• **WHAT YOU WILL DO**:
An exact copy of the records is needed; please leave the images out.

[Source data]
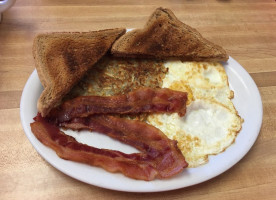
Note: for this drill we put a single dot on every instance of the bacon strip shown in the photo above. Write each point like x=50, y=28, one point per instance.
x=159, y=157
x=143, y=100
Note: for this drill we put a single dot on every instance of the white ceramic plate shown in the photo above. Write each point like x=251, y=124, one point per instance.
x=247, y=101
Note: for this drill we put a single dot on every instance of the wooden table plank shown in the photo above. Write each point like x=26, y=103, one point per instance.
x=244, y=28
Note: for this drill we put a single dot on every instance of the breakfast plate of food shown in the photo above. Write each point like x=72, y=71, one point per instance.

• **TASK OUTPUT**:
Note: for this drill we put a single dot on every instance of the bacon strip shown in the photo above. Write each point like x=50, y=28, one point per instance.
x=159, y=157
x=143, y=100
Note: for this drill we put a single dot on every instance of the white ceramic plate shown in the photo above. Write each point like x=251, y=124, one point per instance.
x=247, y=101
Note: for this drill we put a single dot on every instance of the wooden table plank shown in the photo above. Write each point like x=26, y=103, one point per instance.
x=244, y=28
Note: for this drill we put a single dot on every instance of the breakfast plate of food shown in the photo above. Write each point like x=72, y=71, one point per instance.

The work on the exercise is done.